In 2018, Liberty Christian got speared by Heritage, 47-3.
It was the year Zach Rice and Jaylin Belford were freshmen. A couple of twins, Cade and Will Wycoff, were sophomores.
Those were uninspiring days for the program. Just a few months before the season began, longtime coach Frank Rocco announced he was returning after handing the reins to his son Chris two years prior. The Bulldogs went 4-7 overall, got trounced in the Seminole District by losing five of seven games, and then somehow squeaked into the playoffs, where they were batted away by Blacksburg 43-6 in the opening round.
Now the youngsters from that 2018 team are upperclassmen, and they celebrated the first region title in school history Friday night when LCA defeated Heritage 30-14. They seem to know no quit, these Bulldogs. Somewhere along the way during this pandemic-shortened season they hit their stride and developed into the type of powerful team many folks thought they would be before the season began.
On opening night in February, LCA looked nothing like a state title contender. Since then, the group has been lights out, a sign of dedication to the sport.

★ ★ ★

What is being asked>
Please extract the full article about the Liberty Christian football team, copying every word of it unchanged. The records that follow the text come from a different source.

★ ★ ★

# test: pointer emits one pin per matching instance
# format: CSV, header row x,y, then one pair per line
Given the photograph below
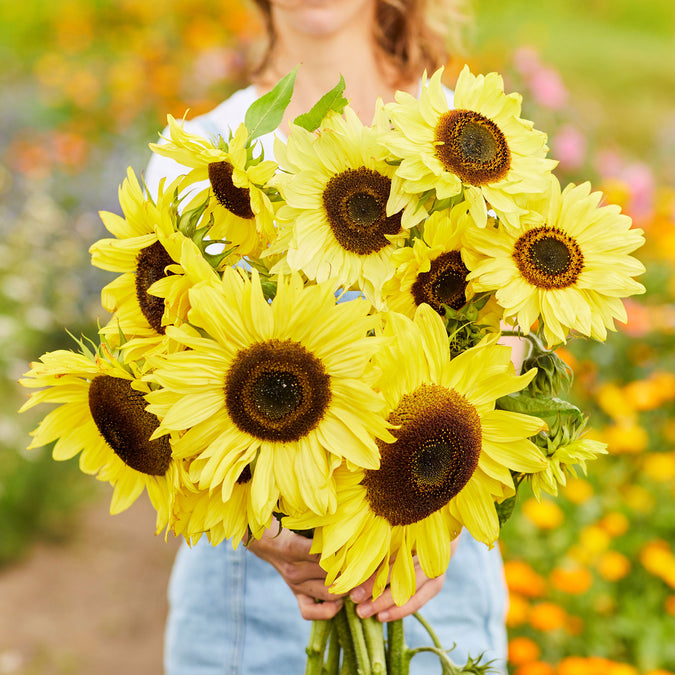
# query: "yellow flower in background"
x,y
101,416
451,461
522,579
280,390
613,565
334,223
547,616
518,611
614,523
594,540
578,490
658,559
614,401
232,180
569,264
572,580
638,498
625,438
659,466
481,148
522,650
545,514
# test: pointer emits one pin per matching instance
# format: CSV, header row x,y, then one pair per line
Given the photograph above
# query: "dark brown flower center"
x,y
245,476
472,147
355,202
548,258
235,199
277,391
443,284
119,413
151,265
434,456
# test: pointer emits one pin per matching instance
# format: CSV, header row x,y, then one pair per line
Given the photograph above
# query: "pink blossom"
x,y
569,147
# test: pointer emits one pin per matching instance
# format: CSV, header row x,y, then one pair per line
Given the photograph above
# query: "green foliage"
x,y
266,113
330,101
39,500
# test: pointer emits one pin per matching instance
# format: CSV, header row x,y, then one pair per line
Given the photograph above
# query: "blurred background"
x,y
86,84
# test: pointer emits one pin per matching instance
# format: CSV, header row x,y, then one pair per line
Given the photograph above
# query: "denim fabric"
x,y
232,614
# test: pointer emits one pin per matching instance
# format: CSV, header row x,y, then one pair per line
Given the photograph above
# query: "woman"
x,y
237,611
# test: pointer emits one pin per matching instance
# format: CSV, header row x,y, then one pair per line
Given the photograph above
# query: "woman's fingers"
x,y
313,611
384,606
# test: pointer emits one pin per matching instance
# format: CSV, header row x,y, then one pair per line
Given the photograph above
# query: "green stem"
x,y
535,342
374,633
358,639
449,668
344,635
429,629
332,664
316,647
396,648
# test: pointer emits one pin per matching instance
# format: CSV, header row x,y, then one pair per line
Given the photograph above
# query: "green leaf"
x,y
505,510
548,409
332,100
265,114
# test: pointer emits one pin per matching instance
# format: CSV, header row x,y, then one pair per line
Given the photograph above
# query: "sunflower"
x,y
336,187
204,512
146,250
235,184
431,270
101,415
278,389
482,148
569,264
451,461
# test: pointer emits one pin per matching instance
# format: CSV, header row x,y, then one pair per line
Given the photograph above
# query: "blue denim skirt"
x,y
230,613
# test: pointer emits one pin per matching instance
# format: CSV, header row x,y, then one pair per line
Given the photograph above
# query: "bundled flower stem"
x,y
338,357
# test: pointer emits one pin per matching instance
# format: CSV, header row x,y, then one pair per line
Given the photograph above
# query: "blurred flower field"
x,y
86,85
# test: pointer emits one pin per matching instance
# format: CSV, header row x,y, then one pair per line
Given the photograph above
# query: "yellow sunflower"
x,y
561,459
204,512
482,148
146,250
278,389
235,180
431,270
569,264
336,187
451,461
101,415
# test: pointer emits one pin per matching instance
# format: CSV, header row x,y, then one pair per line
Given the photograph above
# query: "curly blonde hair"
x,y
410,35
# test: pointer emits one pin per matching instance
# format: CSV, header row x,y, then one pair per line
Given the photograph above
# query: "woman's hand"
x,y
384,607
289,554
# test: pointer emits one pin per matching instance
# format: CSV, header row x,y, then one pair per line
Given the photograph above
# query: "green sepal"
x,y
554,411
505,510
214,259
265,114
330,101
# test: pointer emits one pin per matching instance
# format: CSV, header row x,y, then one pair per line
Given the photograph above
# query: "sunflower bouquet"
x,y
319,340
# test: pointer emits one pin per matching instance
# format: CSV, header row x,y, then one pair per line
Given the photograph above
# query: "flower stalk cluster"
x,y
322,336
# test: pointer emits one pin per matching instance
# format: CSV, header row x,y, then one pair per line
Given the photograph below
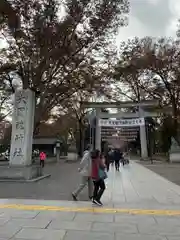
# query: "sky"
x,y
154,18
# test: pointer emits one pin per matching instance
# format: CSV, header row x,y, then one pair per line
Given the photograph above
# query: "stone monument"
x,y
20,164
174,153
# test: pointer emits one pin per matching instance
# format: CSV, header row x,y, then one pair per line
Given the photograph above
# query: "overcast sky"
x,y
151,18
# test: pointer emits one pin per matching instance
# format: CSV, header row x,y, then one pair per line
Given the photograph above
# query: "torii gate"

★ ★ ★

Solved problem>
In 2018, Liberty Christian got speared by Heritage, 47-3.
It was the year Zach Rice and Jaylin Belford were freshmen. A couple of twins, Cade and Will Wycoff, were sophomores.
Those were uninspiring days for the program. Just a few months before the season began, longtime coach Frank Rocco announced he was returning after handing the reins to his son Chris two years prior. The Bulldogs went 4-7 overall, got trounced in the Seminole District by losing five of seven games, and then somehow squeaked into the playoffs, where they were batted away by Blacksburg 43-6 in the opening round.
Now the youngsters from that 2018 team are upperclassmen, and they celebrated the first region title in school history Friday night when LCA defeated Heritage 30-14. They seem to know no quit, these Bulldogs. Somewhere along the way during this pandemic-shortened season they hit their stride and developed into the type of powerful team many folks thought they would be before the season began.
On opening night in February, LCA looked nothing like a state title contender. Since then, the group has been lights out, a sign of dedication to the sport.